=== RECORD EXTRACTS ===

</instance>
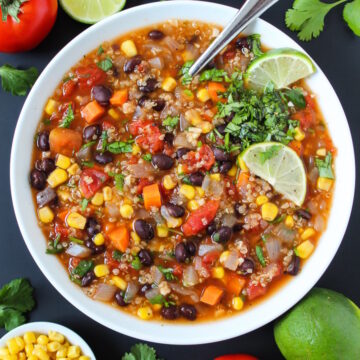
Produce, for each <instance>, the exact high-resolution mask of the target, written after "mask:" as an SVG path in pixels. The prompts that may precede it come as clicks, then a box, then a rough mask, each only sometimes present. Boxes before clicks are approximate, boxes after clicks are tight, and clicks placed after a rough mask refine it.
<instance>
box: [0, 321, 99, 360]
mask: <svg viewBox="0 0 360 360" xmlns="http://www.w3.org/2000/svg"><path fill="white" fill-rule="evenodd" d="M50 330H52V331H56V332H58V333H60V334H62V335H64V336H65V338H66V340H67V341H68V342H69V343H70V344H71V345H78V346H79V347H80V349H81V351H82V354H83V355H86V356H88V357H89V358H90V359H91V360H96V357H95V355H94V353H93V352H92V350H91V349H90V347H89V345H88V344H87V343H86V342H85V340H84V339H83V338H81V337H80V336H79V335H78V334H76V333H75V332H74V331H72V330H70V329H69V328H67V327H65V326H62V325H59V324H55V323H50V322H33V323H28V324H24V325H21V326H18V327H17V328H15V329H13V330H11V331H9V332H8V333H7V334H5V335H4V336H3V337H2V338H1V339H0V347H6V341H8V340H9V339H12V338H14V337H16V336H24V334H25V333H26V332H28V331H31V332H34V333H36V334H44V335H47V334H48V332H49V331H50Z"/></svg>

===

EXERCISE ▸ The answer must consist of each line from the entries that contains the string "instance".

RESULT FOR THIS TASK ▸
</instance>
Produce, for each <instance>, the exact high-resolution mask of the target, written after "mask:" as an SVG path in pixels. The prompts that may precede it come as clicks, then a box, then a rough mask, each only sometimes present. Boxes before clicks are approximate, boxes after clicks are tight, and clicks placed after a rough mask refine it.
<instance>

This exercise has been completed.